[start SOURCE DOCUMENT]
Re: Version ranges not working

2012-09-29 Thread Jason van Zyl

On Sep 29, 2012, at 12:31 PM, Stephen Connolly 
stephen.alan.conno...@gmail.com wrote:

 The issue I see is that there is a difference with ranges between build
 time and run time.
 

Bingo. And this is what confuses a lot of people especially if they come from 
OSGi where the target platform against which they compile is really a runtime 
notion. But I believe this is a completely flawed approach. Igor and I have had 
so many conversations about this.

 In general at build time you want the lowest version in the range (assuming
 the api is versions correctly) to ensure you are compatible with the
 smallest set of api method signatures.

At build time you build against _one_ version. You may want it to be the 
lowest, or some other criterion, but you build against a very specific version. 
No in their right might is going to let the system just resolve any 
implementation from any source. Never, ever going to happen and the conflation 
of these things specifically in Maven was just an oversight in what we actually 
allow. I think Ralph got it mostly right in how dependencyManagement works 
because in practice most of the time you want to severely limit what gets 
chosen. Where the current system breaks down is the combination of many 
subsystems but that's another story and if you're dealing with one application 
all the time it works great. You compile against something very specific. At 
runtime however you may let the system roam somewhat in order to update without 
rebuilding the whole system for performance problems, security fixes or what 
have you.

Allowing ranges in the POM for compilation I believe is a mistake for the most 
part. Maven conflates the compile time and runtime where compile time is king, 
and OSGi conflates compile time and runtime where runtime is king. Both have 
problems. A QA person cannot validate a range in practice, they can however 
validate a concrete set of components and given proper retention policies on 
repositories, proper management of configurations of the various systems the 
result is reproducible. This things was built, I tested this thing and it runs 
as expected so I'm shipping this thing which consists of a known set of 
artifacts. On top of that you can reason about what might be acceptable 
changes. But again in practice who is going to let a runtime system just go 
grab some shit and update itself. Probably no one. Really you find you need to 
make a change, you introduce a new artifact and test it again. I really don't 
think anyone really allows a runtime to update itself without strict 
constraints.
[end SOURCE DOCUMENT]
[start PROVIDED DATA]
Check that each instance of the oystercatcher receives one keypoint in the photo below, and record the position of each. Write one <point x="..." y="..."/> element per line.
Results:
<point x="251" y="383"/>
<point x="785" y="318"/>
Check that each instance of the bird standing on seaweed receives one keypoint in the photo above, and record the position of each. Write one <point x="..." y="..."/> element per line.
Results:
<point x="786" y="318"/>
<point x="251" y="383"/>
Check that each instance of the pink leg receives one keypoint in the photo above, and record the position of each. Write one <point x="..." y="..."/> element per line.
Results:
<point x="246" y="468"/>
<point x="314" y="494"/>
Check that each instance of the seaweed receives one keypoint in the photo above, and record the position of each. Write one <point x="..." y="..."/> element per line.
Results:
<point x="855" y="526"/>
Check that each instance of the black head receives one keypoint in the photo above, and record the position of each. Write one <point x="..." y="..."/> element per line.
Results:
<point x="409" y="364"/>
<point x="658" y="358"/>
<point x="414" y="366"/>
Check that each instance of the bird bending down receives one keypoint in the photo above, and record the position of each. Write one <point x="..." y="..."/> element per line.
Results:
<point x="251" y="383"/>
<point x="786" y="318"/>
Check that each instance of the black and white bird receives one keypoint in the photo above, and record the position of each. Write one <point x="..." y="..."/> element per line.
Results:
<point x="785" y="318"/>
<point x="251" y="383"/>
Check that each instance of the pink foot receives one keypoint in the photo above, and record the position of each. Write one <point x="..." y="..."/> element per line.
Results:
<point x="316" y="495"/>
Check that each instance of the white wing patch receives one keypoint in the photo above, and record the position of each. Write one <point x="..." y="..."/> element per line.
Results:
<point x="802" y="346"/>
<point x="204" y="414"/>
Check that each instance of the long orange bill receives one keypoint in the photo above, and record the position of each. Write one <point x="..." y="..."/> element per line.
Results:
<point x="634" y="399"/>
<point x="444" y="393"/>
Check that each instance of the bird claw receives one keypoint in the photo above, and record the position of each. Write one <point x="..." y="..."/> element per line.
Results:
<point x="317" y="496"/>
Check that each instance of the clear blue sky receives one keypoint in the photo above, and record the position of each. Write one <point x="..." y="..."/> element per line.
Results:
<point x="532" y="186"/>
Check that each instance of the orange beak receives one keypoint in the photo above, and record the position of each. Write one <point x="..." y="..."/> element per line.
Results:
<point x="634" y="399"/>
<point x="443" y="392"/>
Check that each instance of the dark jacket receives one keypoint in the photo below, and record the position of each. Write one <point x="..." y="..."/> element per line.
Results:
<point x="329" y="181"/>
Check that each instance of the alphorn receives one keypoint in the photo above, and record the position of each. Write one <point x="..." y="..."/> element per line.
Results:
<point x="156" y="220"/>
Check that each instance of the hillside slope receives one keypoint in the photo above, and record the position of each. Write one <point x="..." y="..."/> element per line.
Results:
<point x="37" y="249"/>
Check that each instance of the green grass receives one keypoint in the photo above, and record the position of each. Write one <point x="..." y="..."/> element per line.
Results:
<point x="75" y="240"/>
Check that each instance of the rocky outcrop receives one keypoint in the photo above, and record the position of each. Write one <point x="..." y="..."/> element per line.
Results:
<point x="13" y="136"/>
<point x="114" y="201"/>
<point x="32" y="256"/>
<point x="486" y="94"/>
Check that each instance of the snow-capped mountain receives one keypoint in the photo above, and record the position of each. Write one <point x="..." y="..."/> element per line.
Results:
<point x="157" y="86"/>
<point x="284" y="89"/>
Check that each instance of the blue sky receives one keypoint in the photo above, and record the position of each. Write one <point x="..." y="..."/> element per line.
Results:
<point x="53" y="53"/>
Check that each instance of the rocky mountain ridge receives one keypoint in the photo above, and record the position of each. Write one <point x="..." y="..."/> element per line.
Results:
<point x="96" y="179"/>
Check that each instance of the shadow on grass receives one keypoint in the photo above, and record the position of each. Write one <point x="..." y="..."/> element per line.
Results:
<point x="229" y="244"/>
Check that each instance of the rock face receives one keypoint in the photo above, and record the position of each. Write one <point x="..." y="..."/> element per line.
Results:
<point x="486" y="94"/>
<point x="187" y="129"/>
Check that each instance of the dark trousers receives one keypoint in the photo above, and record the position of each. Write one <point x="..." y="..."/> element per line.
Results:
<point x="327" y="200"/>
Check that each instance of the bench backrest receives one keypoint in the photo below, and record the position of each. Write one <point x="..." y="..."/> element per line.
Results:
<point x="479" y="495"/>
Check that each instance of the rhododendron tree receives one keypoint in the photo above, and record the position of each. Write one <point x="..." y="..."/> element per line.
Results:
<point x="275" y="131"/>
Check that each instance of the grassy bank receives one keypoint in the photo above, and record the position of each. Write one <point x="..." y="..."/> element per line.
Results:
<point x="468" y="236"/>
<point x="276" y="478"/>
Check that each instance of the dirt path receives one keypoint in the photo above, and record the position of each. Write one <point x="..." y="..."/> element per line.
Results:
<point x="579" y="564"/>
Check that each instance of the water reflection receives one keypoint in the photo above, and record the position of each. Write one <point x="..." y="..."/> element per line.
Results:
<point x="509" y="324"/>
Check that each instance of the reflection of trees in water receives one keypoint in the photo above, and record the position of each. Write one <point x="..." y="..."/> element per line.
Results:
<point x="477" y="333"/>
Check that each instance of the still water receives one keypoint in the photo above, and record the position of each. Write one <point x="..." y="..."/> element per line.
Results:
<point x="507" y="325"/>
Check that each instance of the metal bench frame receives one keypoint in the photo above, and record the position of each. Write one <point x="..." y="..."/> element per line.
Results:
[end PROVIDED DATA]
> **WRITTEN REQUEST 1**:
Decide whether each statement below agrees with the post on version ranges. Answer yes or no for each, and quote the words of the post that settle it.
(a) The post says that in Maven, runtime is king.
(b) The post says a QA person can validate a concrete set of components.
(c) The post says that at runtime the system may be allowed to roam somewhat.
> **WRITTEN REQUEST 2**:
Duplicate the passage of the post on version ranges, starting with "Bingo. And this" and going on through "api method signatures.".
> **WRITTEN REQUEST 3**:
Translate this sentence from the post on version ranges into Spanish: "Allowing ranges in the POM for compilation I believe is a mistake for the most part."

> **RIGHT ANSWER 1**:
(a) No: "Maven conflates the compile time and runtime where compile time is king"
(b) Yes: "they can however validate a concrete set of components"
(c) Yes: "At runtime however you may let the system roam somewhat"

> **RIGHT ANSWER 2**:
Bingo. And this is what confuses a lot of people especially if they come from 
OSGi where the target platform against which they compile is really a runtime 
notion. But I believe this is a completely flawed approach. Igor and I have had 
so many conversations about this.

 In general at build time you want the lowest version in the range (assuming
 the api is versions correctly) to ensure you are compatible with the
 smallest set of api method signatures.

> **RIGHT ANSWER 3**:
Creo que permitir rangos en el POM para la compilación es, en su mayor parte, un error.